*PASSAGE GIVEN*.
<<<<

NEHL - The land beyond these walls at Clousden Hill belonged to a short lived communist commune in the mid 1890s. 18 acres ran under collective ownership as a response to the rapid gritty industrialisation and “overcrowding”. Cash flow and internal tensions brought it down in 1898.

The farm was taken on with an annual lease of £60 overseen by secretary Franz Kapper, who had fled Bohemia. The intention was to establish an agricultural colony with profits of the crops they grew and resources they sold, with men and women sharing the burden of labour through farming, producing clothing and tearing livestock. Food was to be distributed freely, administered by a joint committee of mixed sex. Assurance was given against poverty, sickness and old age, with education also intended.

It also gained international attention - Italian anarchist Errico Malatesta heralded his support, though expressed concern for the gender split with only 4 women in a colony of 27 in 1897.

It vanished as quick as it was established. In 3 years it went from aspiration and ambition to infighting and issues with capital & debt. While regional Co-Operatives were buying stock is clearly wasnt enough. It was privately taken over in 1898.

>>>>

*DIRECTIVE 1*.
Return every line of the entries that contains the string "tail".
*DIRECTIVE 2*.
Write what comes next in the passage on the Clousden Hill commune, starting after its final sentence.
The text about the Clousden Hill commune and the entries that follow it were taken from separate, unrelated sources.

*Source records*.
<<<<

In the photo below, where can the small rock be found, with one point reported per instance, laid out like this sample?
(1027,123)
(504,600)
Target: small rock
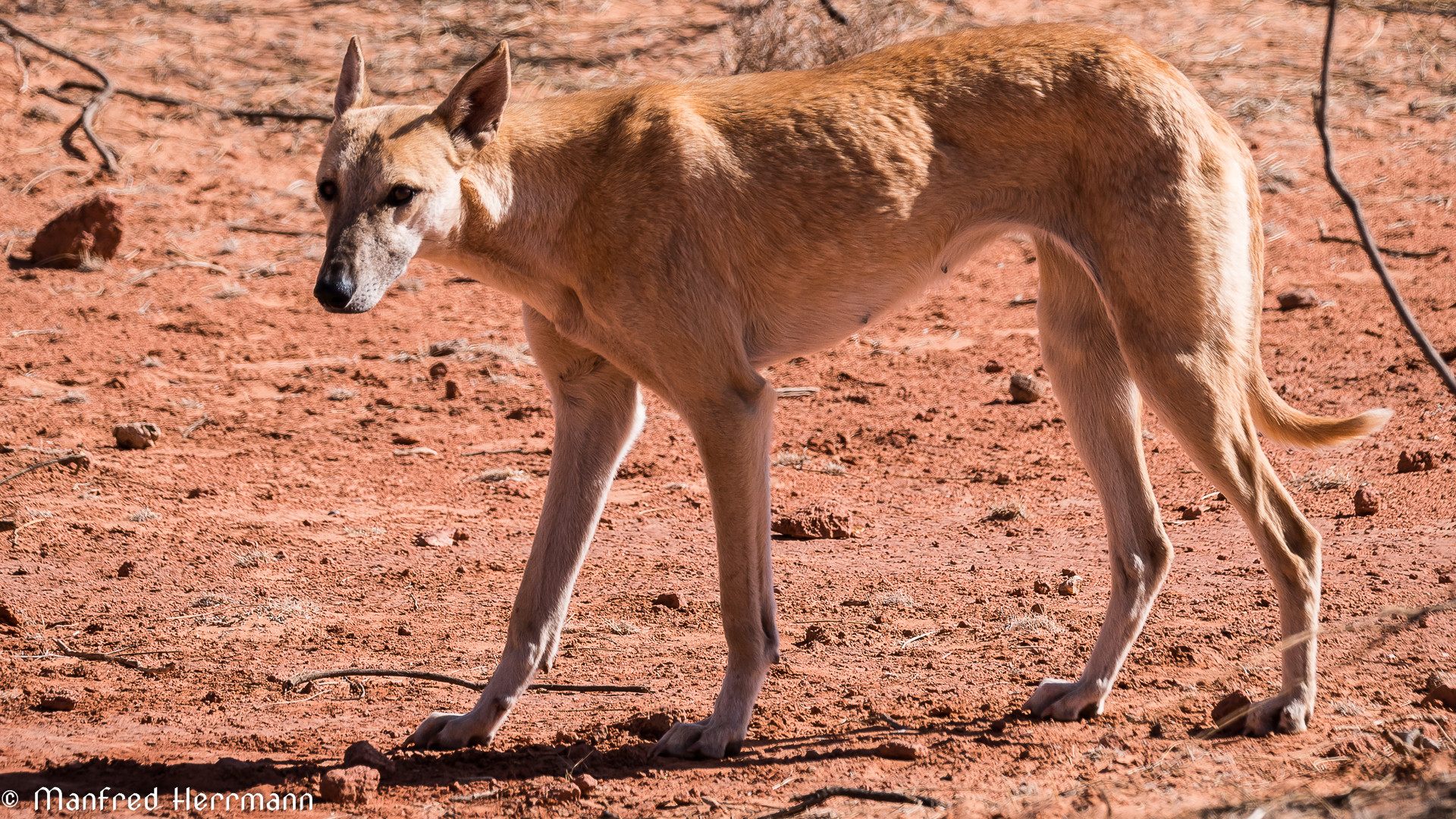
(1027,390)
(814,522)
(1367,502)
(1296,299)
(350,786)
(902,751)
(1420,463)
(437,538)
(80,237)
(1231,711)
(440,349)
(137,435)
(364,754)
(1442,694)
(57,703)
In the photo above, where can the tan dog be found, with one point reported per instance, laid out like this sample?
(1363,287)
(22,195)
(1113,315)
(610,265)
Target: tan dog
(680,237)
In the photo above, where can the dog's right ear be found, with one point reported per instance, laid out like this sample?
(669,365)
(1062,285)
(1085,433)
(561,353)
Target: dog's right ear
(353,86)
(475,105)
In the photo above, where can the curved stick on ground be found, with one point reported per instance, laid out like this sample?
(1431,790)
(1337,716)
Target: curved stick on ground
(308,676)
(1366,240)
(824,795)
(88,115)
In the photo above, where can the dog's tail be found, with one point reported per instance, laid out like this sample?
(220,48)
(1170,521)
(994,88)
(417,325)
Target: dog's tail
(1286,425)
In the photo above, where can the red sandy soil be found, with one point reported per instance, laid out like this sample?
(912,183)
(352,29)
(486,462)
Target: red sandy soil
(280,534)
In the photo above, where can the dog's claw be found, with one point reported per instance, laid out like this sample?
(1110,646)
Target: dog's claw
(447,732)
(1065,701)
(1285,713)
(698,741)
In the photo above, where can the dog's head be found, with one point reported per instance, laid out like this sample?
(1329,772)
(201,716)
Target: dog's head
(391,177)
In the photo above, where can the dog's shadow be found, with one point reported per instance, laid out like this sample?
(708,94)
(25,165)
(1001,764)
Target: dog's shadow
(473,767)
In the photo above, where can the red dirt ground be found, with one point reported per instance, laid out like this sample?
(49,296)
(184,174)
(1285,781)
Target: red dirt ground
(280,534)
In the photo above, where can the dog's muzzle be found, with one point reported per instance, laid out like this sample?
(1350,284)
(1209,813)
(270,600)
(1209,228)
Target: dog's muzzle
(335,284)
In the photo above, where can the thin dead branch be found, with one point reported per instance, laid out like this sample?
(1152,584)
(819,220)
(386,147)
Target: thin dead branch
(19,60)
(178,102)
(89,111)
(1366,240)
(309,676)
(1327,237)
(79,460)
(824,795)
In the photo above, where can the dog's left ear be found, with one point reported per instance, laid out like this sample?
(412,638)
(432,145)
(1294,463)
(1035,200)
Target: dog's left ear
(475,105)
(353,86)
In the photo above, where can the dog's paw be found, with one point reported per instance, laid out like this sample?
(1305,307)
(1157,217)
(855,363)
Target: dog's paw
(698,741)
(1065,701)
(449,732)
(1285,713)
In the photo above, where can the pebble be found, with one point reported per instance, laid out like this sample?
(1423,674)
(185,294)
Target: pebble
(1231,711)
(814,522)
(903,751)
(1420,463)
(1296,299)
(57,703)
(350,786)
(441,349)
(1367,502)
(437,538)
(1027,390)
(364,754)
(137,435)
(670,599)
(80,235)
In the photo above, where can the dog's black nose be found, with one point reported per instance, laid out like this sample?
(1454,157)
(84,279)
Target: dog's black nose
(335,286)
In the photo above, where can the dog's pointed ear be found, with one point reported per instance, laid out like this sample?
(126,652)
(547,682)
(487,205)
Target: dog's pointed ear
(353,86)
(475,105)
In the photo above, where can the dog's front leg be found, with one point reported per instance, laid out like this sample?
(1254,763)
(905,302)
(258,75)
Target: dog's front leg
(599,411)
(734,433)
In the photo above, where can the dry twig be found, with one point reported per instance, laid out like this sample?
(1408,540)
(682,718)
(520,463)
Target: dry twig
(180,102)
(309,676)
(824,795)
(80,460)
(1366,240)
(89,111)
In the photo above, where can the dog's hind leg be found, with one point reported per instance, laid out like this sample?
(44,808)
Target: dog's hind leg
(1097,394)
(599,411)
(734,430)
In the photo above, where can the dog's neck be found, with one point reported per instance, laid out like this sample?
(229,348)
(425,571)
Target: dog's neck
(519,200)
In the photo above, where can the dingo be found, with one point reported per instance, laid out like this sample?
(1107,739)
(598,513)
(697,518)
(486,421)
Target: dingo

>>>>

*TASK OUTPUT 1*.
In the photo above, where can the dog's tail be found, with one point reported per instance, laid out like this sample?
Target: dog's tail

*TASK OUTPUT 2*.
In respect of Clousden Hill House, the local HER listing states:

"This is a robust, stone-built former farm dwelling possibly dating from c.1850, with a number of later alterations but without embellishment or particular features. The core of the house is shown on the 1st edition Ordnance Survey of c.1855 and the house with its extension to the east is shown on the Second Edition Map of 1898.

The house is single-storey. Extending eastwards and attached to the house is a lower and narrower single storey, rubble-built range, added in the second half of the 19th century. In the garden area immediately to the west of the building are the remains of low walls, and to the front are sandstone garden walls. A fish pond is marked immediately to the rear of the building.

The Clousden Hill area holds a notable position in British Social History as the site of one of the best known and earliest experiments in communal living. In the period from c.1894 to 1898 an anarchist communist colony based at "Clousden Hill Farm" farmed 20 acres of land with revolutionary ideas of both communal living and agriculture. The instigator of the commune was Frank Kapper, an anarchist tailor from Bohemia who followed the ideas of Prince Peter Kropotkin, a Russian anarchist based in Britain.

The chosen location of Tyneside was based on Kropotkin's idea that intensive agriculture under glass could be carried out in coal mining areas where coal could be bought cheaply. It seems that the building in question was occupied by at least part of the commune in early 1898."

It is worth noting the house was probably build in the 1860s rather than 1850s.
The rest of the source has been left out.